-- PROBLEM TO SOLVE --
Lines before the one containing "reads [[244, 670]]." are excluded; reproduce that line and all lines after it in the entries below, exactly.

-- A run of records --
=-=-=

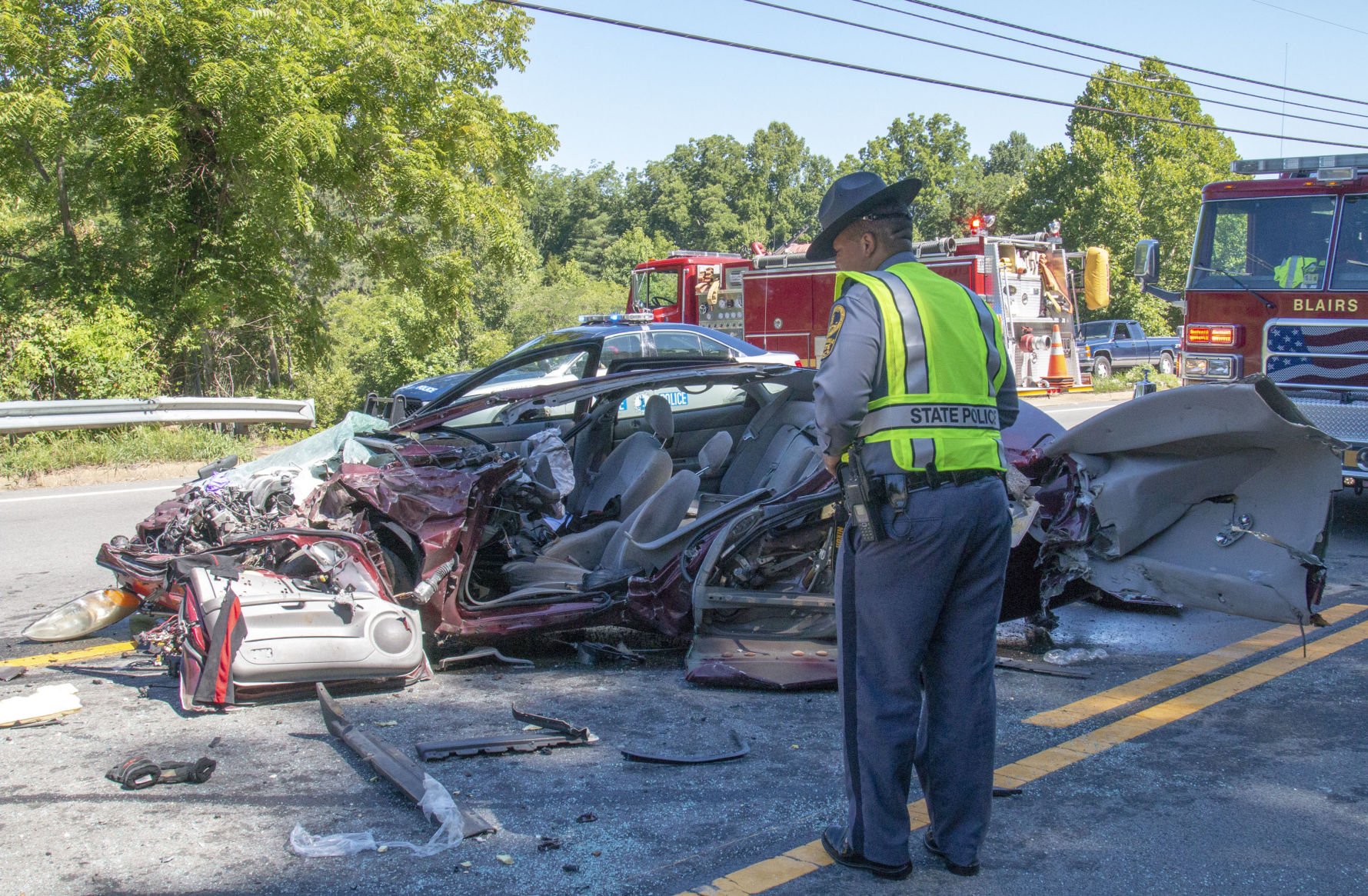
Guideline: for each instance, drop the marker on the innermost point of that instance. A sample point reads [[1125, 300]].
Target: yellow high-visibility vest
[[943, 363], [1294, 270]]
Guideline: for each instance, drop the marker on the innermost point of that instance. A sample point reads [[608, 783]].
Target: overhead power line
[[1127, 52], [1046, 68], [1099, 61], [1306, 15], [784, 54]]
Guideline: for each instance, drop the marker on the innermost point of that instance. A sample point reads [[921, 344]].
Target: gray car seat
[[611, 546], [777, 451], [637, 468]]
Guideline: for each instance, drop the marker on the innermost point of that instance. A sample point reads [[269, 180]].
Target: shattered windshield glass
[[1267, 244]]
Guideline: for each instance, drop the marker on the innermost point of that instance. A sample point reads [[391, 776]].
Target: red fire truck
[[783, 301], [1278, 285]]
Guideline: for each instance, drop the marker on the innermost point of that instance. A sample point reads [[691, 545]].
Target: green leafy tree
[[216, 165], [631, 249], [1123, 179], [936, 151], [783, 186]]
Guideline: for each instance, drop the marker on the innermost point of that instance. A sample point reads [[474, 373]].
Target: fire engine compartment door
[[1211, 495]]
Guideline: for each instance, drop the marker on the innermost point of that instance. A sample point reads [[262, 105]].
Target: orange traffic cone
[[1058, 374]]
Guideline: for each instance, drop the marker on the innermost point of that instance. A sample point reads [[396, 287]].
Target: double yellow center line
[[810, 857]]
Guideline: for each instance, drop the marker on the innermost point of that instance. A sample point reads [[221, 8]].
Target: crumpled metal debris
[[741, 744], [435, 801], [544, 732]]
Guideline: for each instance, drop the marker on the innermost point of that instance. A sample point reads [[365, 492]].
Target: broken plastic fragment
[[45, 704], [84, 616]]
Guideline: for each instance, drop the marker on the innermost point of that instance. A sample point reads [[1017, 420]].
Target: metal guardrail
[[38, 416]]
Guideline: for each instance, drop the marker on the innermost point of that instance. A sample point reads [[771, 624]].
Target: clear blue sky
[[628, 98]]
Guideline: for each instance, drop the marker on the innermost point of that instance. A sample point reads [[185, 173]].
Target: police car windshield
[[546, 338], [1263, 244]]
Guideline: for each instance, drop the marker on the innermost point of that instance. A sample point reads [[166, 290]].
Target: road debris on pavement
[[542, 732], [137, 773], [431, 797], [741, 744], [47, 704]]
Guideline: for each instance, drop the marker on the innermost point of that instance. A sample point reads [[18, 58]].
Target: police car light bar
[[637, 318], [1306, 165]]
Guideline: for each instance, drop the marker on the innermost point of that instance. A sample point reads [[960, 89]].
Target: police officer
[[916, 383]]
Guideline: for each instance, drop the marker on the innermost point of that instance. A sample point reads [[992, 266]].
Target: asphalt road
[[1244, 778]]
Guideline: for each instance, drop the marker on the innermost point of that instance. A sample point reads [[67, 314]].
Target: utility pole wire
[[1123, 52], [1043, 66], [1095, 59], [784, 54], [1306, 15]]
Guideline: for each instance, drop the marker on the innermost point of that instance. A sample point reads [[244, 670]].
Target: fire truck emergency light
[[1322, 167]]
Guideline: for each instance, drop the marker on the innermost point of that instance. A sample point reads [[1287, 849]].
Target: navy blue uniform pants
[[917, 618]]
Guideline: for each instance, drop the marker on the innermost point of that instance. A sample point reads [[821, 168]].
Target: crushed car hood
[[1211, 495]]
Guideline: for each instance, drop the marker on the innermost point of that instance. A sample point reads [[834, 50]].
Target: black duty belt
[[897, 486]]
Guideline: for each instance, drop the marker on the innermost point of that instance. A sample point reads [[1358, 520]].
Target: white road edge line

=-=-=

-- RESPONSE TO THIS EXERCISE --
Guideline: for each instance, drop the marker on the innermost point of that instance. A sample point reads [[244, 670]].
Target: fire truck emergency light
[[1322, 167]]
Guideline: for each instance, drop the marker on the innermost point of that instance. A sample point reads [[1287, 849]].
Target: navy blue uniform pants
[[917, 618]]
Guideline: for each instance, drop the marker on the innermost point of that instance. A sample point reads [[821, 168]].
Target: crushed car hood
[[1211, 495]]
Guideline: for each instance, drop the marker on the innermost point of that instance. A sample point reads [[834, 50]].
Target: black duty belt
[[897, 486]]
Guideline: for each instance, drop the marker on the innermost point of that instance. A sample point reads [[1358, 520]].
Target: white road edge line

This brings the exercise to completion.